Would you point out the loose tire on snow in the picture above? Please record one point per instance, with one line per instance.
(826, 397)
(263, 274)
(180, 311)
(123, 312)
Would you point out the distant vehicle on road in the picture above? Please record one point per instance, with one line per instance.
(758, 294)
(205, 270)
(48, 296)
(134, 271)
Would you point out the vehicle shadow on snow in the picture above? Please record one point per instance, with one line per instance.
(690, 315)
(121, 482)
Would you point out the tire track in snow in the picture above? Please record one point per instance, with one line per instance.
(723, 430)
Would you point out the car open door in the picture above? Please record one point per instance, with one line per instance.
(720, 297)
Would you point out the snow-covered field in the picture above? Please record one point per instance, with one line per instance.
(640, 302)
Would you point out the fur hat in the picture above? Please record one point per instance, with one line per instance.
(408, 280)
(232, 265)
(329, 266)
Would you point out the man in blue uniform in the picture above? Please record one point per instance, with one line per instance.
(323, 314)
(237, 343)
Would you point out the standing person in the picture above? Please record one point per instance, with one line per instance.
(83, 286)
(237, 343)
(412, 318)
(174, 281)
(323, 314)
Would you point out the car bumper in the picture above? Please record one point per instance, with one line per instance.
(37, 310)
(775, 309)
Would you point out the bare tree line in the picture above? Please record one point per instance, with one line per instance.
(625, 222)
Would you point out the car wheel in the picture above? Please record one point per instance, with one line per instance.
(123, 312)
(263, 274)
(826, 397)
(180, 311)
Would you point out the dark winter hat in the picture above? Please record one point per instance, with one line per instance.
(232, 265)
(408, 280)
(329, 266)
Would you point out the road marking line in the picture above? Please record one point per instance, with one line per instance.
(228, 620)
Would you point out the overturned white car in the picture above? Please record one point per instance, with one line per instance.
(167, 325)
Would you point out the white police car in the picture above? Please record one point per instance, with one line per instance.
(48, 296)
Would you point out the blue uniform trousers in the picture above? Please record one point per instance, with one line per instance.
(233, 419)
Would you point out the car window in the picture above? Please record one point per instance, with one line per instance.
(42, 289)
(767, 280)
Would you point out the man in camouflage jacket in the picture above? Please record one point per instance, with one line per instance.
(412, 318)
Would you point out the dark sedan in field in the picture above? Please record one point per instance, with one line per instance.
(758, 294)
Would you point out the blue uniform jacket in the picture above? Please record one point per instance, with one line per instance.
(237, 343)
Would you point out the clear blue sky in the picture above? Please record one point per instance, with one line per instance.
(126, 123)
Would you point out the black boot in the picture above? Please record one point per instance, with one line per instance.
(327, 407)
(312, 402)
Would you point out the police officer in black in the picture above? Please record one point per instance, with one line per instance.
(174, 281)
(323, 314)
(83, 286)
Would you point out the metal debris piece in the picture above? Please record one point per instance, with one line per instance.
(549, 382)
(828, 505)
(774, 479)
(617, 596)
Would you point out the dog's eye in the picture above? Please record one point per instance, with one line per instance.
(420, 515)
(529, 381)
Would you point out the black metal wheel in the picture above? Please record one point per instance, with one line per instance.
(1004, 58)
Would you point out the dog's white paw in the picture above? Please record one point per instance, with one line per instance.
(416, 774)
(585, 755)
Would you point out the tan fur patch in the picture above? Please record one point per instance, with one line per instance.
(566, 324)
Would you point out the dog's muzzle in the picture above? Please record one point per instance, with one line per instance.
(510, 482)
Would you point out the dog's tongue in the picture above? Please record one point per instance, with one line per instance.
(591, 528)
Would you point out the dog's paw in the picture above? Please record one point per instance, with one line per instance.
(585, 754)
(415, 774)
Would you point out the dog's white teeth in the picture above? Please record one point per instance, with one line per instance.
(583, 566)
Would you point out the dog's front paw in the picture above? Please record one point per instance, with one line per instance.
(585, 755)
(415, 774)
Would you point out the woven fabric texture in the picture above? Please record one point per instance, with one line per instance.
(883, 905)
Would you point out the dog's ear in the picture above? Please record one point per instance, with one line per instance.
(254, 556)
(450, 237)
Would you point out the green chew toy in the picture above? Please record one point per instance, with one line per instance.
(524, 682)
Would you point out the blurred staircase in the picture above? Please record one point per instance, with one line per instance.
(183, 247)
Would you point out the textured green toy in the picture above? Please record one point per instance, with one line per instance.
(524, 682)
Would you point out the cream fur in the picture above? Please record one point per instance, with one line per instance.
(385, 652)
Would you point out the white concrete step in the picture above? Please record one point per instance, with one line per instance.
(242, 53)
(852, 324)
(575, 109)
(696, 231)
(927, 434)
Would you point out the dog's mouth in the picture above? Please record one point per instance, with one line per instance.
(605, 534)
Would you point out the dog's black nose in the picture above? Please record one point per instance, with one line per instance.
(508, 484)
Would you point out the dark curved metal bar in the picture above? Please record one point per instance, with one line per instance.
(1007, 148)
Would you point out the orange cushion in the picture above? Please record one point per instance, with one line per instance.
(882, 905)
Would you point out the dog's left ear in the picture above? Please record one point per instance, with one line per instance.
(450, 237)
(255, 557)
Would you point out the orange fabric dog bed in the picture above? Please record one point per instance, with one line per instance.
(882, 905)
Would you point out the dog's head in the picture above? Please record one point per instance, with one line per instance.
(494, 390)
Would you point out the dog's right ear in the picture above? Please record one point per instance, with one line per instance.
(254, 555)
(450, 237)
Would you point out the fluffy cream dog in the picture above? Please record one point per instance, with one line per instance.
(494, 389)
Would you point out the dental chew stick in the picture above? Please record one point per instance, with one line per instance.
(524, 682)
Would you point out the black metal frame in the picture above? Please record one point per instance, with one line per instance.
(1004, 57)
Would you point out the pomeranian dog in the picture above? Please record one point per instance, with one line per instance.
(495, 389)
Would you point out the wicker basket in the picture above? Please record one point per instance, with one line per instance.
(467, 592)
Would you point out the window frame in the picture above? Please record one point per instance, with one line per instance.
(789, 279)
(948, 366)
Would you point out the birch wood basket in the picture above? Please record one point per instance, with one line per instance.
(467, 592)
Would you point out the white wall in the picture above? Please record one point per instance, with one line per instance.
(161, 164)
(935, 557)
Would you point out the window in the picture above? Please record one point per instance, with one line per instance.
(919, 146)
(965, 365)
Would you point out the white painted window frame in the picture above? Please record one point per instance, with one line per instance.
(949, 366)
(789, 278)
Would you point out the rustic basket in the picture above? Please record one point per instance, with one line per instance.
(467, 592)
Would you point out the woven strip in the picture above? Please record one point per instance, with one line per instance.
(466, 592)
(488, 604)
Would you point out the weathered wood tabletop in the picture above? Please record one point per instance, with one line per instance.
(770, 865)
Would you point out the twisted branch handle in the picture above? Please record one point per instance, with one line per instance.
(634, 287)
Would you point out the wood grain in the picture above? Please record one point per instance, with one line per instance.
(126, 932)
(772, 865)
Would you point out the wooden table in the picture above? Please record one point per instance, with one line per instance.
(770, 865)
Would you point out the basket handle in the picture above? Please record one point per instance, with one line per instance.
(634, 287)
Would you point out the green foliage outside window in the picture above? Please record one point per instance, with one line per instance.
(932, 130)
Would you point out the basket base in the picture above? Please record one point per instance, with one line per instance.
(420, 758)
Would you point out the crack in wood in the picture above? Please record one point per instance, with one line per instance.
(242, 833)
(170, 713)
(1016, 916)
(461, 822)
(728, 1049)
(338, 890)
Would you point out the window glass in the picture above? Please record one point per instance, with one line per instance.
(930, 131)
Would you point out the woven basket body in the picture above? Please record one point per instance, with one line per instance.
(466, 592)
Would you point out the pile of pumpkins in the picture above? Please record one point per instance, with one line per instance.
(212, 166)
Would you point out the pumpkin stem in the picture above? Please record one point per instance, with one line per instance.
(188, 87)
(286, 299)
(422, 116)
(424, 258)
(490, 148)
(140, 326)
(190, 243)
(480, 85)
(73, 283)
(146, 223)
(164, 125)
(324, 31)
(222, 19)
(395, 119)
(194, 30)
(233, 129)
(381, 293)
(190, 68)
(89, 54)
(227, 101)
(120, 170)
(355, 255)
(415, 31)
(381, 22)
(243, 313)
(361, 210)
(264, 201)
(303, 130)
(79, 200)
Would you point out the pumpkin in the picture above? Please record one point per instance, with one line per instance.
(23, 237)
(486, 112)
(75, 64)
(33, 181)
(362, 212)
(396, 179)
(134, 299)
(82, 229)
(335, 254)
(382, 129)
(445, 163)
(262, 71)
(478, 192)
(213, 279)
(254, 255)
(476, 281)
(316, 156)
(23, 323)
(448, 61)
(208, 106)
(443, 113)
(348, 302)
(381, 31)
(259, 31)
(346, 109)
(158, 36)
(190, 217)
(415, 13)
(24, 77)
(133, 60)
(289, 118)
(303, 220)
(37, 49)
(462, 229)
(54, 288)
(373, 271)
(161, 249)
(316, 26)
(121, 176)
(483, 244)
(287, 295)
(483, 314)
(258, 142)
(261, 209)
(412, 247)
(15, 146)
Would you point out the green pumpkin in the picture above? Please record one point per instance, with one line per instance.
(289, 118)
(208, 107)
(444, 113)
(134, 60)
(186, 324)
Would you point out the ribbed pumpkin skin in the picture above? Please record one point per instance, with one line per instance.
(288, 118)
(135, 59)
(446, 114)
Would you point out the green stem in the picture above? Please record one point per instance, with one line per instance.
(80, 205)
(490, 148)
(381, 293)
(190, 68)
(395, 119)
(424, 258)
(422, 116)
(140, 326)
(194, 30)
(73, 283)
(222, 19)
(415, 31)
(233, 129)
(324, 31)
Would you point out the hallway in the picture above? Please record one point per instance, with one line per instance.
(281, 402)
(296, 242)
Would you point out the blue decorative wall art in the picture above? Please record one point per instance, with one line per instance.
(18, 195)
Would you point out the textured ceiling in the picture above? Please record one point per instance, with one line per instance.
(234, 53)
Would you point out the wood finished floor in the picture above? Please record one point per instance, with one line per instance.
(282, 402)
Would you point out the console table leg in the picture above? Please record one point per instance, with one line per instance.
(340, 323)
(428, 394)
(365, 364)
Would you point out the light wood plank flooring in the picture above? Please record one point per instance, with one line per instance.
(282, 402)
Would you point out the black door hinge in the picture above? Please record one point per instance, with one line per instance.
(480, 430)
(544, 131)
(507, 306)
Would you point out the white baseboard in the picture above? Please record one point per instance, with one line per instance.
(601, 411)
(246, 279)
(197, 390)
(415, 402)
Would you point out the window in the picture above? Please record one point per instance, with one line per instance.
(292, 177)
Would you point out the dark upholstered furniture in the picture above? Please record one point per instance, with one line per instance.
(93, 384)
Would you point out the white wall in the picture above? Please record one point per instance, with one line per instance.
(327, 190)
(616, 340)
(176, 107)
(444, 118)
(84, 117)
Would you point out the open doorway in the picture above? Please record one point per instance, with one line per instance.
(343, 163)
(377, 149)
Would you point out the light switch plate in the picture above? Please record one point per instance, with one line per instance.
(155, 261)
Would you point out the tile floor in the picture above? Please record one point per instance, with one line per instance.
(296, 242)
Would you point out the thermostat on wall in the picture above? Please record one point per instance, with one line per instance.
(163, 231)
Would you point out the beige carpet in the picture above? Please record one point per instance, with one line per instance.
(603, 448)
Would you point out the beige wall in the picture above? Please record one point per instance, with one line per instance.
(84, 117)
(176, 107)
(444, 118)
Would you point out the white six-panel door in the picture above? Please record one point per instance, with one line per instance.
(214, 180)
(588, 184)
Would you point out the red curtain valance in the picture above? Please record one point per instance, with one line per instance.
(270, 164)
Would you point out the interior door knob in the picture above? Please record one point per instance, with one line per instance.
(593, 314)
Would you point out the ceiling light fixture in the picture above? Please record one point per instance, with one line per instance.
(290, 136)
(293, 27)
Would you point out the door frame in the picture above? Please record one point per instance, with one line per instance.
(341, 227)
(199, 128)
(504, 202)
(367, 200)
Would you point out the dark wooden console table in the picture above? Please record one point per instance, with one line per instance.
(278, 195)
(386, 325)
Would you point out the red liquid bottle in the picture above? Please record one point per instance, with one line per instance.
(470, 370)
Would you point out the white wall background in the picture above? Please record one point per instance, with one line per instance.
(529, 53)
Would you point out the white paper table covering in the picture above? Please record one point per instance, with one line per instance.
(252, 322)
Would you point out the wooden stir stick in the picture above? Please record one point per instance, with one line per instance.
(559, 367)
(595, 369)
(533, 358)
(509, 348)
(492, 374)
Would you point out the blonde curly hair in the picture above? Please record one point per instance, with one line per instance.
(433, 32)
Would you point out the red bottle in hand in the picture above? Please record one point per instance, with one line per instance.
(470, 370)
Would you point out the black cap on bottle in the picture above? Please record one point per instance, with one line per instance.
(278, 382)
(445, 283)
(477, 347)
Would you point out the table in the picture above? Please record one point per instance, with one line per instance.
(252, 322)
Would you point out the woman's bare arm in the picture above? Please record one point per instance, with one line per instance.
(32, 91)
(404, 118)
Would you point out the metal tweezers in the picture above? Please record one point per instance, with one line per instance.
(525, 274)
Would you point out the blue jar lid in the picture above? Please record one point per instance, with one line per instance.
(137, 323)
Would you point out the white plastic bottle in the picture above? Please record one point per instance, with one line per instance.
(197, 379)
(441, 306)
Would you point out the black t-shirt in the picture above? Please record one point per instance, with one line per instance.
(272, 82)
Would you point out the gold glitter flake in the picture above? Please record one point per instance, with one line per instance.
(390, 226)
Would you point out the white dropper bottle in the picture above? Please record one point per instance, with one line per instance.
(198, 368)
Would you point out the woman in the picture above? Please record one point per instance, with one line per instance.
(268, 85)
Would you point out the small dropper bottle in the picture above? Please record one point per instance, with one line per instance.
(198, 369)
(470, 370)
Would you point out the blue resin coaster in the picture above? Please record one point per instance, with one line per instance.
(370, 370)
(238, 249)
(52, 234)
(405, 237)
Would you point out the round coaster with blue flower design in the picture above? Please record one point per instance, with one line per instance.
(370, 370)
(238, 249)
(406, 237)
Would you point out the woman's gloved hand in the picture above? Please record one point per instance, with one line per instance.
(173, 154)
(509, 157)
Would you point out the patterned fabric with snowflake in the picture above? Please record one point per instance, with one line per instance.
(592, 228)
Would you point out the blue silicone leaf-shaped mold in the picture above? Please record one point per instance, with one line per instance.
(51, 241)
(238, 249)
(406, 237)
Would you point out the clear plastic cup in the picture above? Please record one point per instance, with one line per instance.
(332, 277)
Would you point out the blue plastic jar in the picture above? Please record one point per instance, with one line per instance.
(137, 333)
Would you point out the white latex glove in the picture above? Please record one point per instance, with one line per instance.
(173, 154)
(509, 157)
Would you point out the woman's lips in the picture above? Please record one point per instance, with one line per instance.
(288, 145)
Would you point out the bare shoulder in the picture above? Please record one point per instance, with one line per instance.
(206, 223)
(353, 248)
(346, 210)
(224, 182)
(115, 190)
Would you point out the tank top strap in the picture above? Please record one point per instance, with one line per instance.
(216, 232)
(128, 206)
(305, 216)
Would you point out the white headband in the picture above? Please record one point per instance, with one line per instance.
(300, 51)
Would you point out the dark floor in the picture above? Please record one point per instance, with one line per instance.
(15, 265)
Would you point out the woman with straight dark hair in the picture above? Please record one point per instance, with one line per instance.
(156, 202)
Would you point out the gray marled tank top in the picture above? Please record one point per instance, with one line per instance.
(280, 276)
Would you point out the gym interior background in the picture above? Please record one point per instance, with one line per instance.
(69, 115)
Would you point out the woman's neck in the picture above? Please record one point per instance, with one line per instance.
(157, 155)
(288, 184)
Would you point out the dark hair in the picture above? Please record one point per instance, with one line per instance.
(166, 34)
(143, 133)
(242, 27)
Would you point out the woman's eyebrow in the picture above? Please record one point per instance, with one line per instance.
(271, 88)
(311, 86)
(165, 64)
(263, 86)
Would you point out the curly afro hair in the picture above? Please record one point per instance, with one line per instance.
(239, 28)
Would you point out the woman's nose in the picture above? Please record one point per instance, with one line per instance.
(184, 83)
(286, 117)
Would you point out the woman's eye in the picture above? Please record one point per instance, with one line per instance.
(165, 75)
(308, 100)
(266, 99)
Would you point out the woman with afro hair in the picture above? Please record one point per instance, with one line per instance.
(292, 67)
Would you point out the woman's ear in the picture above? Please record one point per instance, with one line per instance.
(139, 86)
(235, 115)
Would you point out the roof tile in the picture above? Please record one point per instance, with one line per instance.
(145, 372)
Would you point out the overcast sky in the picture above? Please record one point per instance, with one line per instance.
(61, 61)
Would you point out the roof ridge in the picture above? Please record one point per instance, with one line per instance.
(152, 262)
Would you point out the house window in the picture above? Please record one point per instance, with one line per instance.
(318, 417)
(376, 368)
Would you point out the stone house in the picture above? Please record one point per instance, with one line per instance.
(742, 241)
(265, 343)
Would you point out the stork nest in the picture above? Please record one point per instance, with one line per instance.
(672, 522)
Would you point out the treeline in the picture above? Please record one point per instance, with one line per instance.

=-=-=

* **Problem description**:
Give back exactly the lines from the one containing "Would you point out the roof ridge" to the end of the material, both ends included.

* **Exercise answer**:
Would you point out the roof ridge in the picture above? Please record one point per instance, with one line per instance.
(152, 262)
Would you point out the house window in the picture above? Please record one point per instance, with one line per instance.
(318, 417)
(376, 368)
Would you point out the stone house in the picture above? Please record one point per instance, with one line per instance.
(742, 241)
(265, 343)
Would you point out the stork nest in the picture above? Please record one point per instance, with one line per instance.
(672, 522)
Would you point out the treeline in the picture above? Please record one point per instance, with one line per instance.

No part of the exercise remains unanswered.